- [Texto proporcionado]:

◇ ◇ ◇ ◇

Cada vez que vuelvo a Migueláñez encuentro las mismas calles retorcidas y un laberinto sigue protegiendo la Plaza Mayor. Ahora el asfalto cubre las piedras negras y el polvo; los hombres no llevan boina, las mujeres no se cubren con pañuelos y los pocos niños que quedan firmaron hace tiempo un tratado de paz con Bernardos. Pero todo lo demás sigue igual, como debe seguir todo igual en las tierras de Castilla, tan lejos del mar.
Eso sí, las calles resucitan y seguirán resucitando cada verano. Agosto sirve para eso, para reencontrarse, para vivir y revivir recuerdos de otros agostos bajo la cúpula del cielo azul, de esa luz que hace daño mirar, pero de la que no hay quien escape. También yo quedé encerrado bajo la misma cúpula que todo lo conserva en medio de piedras negras y rugosas, en casa de los abuelos, en el pueblo de corazón de pizarra. Con mi flequillo de cinco años, mis pantalones cortos y las rodillas magulladas de restregarme para subir a la peña grande.
Y como no podía ser menos, agosto llegó de nuevo lleno de magia. Gracias por haberme invitado. Contaremos los latidos acelerados del corazón de pizarra. Así que, como siempre… ¡Viva agosto! ¡Vivan las fiestas de la Virgen! y ¡Viva Migueláñez!

◇ ◇ ◇ ◇

- [Instrucciones de tareas]:
1: Según el texto sobre Migueláñez, ¿con qué pueblo firmaron un tratado de paz los pocos niños que quedan?
2: Copia tal cual el fragmento del texto sobre Migueláñez que empieza en "Cada vez que" y termina en "lejos del mar.".

- [Registros proporcionados]:
◇ ◇ ◇ ◇

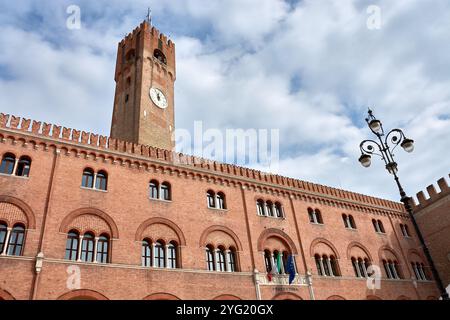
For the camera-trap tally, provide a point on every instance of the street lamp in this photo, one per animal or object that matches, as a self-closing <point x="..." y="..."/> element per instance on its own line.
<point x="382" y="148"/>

◇ ◇ ◇ ◇

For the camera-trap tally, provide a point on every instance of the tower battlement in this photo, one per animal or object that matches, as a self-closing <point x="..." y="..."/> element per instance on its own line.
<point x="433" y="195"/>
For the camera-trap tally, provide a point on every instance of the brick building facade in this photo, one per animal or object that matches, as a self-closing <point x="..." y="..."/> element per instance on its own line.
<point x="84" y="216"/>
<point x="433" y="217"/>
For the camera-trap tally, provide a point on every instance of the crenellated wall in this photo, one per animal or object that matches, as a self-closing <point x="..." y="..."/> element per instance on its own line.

◇ ◇ ◇ ◇

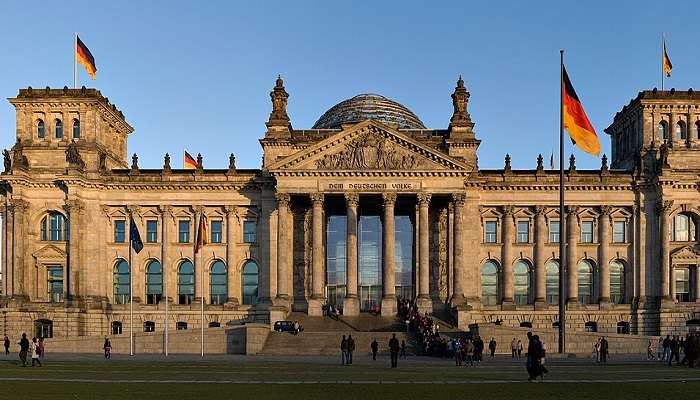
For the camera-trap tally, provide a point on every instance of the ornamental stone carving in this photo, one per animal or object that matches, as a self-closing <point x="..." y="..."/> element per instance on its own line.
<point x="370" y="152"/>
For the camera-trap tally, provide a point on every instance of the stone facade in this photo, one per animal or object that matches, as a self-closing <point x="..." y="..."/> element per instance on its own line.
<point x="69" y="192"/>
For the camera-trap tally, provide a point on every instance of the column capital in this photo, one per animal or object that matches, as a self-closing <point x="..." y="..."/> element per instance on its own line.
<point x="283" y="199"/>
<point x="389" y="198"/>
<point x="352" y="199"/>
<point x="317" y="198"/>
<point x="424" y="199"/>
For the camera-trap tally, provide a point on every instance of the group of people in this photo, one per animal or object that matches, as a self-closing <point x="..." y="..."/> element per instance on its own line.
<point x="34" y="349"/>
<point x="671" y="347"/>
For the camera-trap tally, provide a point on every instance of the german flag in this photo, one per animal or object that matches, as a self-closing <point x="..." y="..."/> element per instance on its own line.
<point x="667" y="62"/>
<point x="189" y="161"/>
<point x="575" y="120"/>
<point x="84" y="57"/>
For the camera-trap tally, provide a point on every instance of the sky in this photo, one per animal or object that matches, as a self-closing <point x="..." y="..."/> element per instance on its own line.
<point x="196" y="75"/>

◇ ◇ ◇ ◇

- [Resultados por tarea]:
1: Con Bernardos.

2:
Cada vez que vuelvo a Migueláñez encuentro las mismas calles retorcidas y un laberinto sigue protegiendo la Plaza Mayor. Ahora el asfalto cubre las piedras negras y el polvo; los hombres no llevan boina, las mujeres no se cubren con pañuelos y los pocos niños que quedan firmaron hace tiempo un tratado de paz con Bernardos. Pero todo lo demás sigue igual, como debe seguir todo igual en las tierras de Castilla, tan lejos del mar.